WHAT YOU NEED TO DO:
Collect each line from the items below that contains the string "water", and copy every such line in full.
>>>>>
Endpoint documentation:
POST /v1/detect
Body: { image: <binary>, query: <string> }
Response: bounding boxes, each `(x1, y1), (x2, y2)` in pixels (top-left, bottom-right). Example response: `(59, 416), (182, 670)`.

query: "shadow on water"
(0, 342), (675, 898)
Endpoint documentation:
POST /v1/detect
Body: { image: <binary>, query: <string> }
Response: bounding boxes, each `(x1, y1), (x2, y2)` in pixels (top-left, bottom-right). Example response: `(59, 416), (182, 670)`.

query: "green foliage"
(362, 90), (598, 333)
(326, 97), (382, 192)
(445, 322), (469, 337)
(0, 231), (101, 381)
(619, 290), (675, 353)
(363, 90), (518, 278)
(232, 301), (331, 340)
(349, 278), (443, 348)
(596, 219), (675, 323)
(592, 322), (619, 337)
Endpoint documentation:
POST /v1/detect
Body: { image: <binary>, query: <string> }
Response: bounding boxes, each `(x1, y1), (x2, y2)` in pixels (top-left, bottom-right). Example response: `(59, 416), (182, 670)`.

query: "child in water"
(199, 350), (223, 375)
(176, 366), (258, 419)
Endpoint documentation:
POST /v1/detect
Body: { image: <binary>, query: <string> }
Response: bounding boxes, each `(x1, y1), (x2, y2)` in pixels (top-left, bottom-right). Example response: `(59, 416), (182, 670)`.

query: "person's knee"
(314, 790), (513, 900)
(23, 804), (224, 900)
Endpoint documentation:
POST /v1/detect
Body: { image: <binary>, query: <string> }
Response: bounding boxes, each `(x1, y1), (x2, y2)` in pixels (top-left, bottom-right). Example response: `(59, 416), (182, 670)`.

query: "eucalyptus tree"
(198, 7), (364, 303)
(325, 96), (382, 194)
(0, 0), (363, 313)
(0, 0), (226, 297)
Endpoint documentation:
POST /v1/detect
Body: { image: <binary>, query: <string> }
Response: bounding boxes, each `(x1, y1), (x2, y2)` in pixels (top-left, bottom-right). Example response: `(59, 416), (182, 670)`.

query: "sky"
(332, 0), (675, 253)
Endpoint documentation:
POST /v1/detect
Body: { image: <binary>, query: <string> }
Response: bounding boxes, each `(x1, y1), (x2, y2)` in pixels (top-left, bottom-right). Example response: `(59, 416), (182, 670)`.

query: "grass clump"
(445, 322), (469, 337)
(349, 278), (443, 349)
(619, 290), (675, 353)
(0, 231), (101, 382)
<<<<<
>>>>>
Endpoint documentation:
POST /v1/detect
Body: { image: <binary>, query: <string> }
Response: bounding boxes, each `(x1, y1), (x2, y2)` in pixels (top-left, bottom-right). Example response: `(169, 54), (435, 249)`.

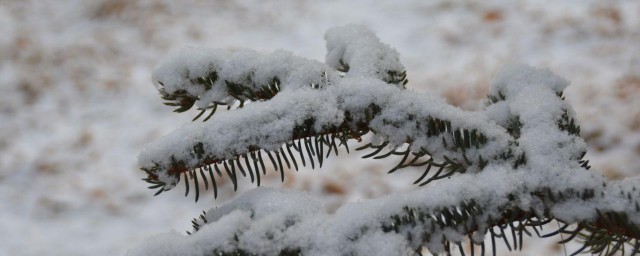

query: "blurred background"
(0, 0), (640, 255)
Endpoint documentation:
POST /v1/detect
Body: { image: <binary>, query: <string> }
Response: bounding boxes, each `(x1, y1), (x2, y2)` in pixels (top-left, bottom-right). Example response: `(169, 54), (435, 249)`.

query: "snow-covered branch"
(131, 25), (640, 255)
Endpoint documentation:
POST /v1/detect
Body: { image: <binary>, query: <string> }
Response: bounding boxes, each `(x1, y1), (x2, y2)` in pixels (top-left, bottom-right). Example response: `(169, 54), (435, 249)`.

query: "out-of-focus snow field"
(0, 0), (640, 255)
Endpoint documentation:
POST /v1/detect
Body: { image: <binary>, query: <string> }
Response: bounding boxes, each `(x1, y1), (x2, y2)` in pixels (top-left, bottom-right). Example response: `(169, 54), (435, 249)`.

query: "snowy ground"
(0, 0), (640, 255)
<<<<<
>>>>>
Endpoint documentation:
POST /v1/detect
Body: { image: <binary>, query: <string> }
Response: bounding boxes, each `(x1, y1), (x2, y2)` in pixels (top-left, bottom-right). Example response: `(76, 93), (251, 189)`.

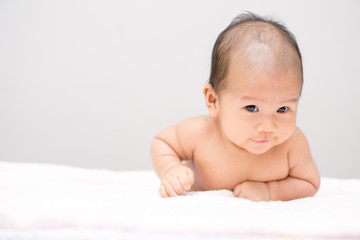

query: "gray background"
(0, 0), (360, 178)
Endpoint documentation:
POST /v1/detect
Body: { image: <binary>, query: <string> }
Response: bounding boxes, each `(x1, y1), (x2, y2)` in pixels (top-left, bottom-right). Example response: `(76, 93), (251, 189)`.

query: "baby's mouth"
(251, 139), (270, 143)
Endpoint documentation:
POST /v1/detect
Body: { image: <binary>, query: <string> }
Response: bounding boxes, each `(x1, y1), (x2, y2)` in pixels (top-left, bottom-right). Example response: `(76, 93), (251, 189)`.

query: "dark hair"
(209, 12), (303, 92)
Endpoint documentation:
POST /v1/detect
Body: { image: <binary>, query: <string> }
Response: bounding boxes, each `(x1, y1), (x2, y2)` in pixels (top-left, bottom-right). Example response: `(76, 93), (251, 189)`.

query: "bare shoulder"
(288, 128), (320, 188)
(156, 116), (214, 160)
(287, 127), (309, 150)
<<<<<
ANSWER FOR THE TASK:
query: "shadow on water"
query: "child in water"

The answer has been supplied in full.